• [The records]
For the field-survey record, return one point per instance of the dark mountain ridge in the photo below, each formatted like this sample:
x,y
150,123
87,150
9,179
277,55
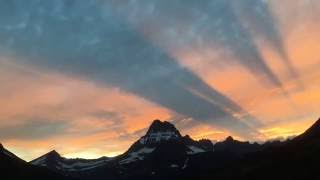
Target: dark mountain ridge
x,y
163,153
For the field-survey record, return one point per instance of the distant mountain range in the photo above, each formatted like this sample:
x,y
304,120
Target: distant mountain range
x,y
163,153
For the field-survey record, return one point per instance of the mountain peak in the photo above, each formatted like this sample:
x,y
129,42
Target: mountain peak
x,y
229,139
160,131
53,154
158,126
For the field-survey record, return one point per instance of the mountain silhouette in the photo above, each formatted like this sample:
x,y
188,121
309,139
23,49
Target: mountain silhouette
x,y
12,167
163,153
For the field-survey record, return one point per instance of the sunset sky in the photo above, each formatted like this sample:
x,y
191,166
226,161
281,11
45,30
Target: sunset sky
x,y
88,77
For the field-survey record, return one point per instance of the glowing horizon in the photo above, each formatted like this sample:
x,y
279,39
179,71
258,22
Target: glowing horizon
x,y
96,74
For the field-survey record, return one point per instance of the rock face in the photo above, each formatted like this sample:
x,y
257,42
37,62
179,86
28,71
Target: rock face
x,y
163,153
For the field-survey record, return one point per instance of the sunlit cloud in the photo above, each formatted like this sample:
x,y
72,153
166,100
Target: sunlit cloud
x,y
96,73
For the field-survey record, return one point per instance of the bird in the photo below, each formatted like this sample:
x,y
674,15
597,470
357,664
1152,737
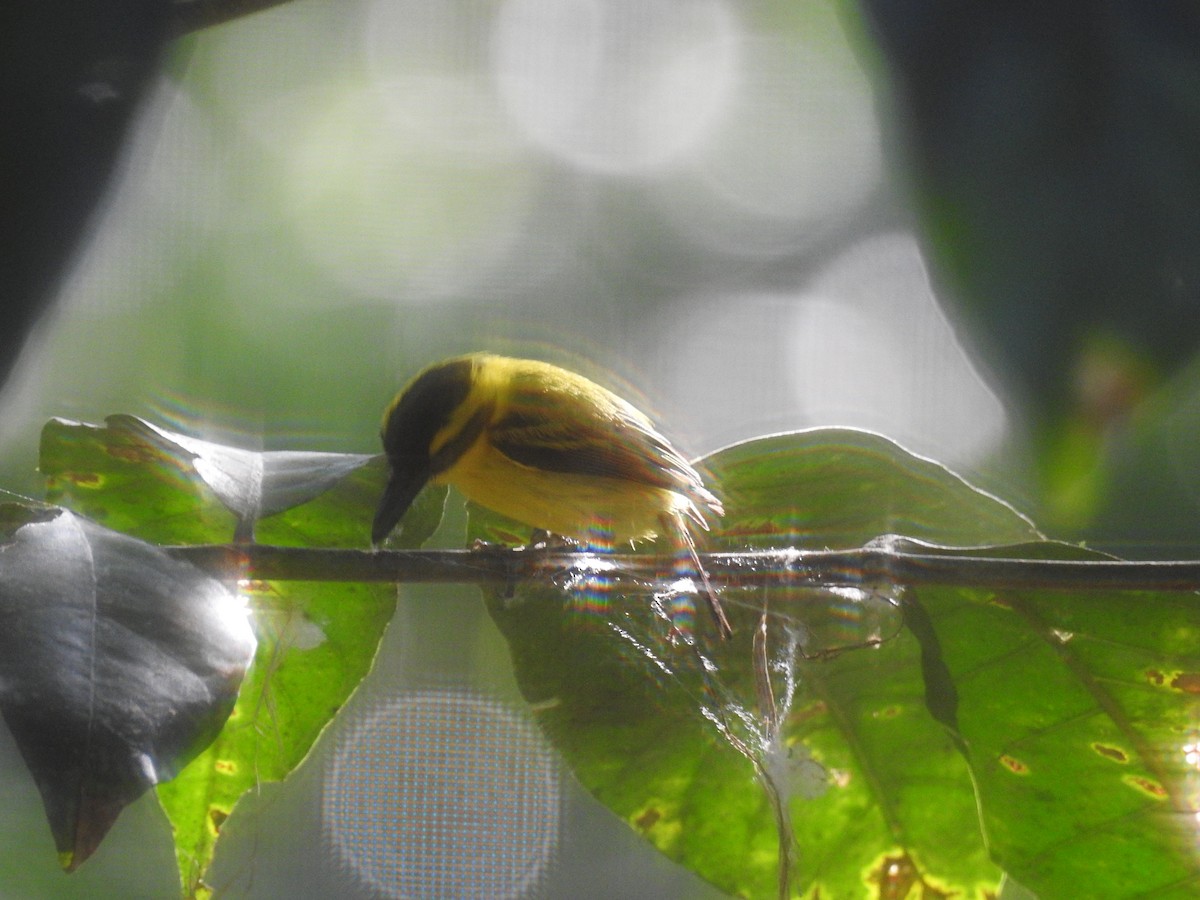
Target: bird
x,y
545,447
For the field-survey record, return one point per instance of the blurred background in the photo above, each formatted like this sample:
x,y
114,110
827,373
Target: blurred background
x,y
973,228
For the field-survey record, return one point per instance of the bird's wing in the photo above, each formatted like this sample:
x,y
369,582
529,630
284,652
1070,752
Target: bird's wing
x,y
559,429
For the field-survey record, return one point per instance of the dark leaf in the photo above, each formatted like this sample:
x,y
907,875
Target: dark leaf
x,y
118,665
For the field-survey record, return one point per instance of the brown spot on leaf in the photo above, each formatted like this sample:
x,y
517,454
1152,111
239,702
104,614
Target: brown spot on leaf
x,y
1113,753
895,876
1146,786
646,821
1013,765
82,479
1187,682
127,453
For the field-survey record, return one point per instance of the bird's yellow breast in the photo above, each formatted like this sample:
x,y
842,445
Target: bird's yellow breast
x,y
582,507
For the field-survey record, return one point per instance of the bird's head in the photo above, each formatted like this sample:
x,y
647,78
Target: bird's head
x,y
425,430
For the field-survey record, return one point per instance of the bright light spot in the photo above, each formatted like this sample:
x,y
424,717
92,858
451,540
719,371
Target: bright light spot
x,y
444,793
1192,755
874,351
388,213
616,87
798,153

• [About this task]
Determine how many lines in the listing include the string "below", and answer with that number alone.

• [Answer space]
2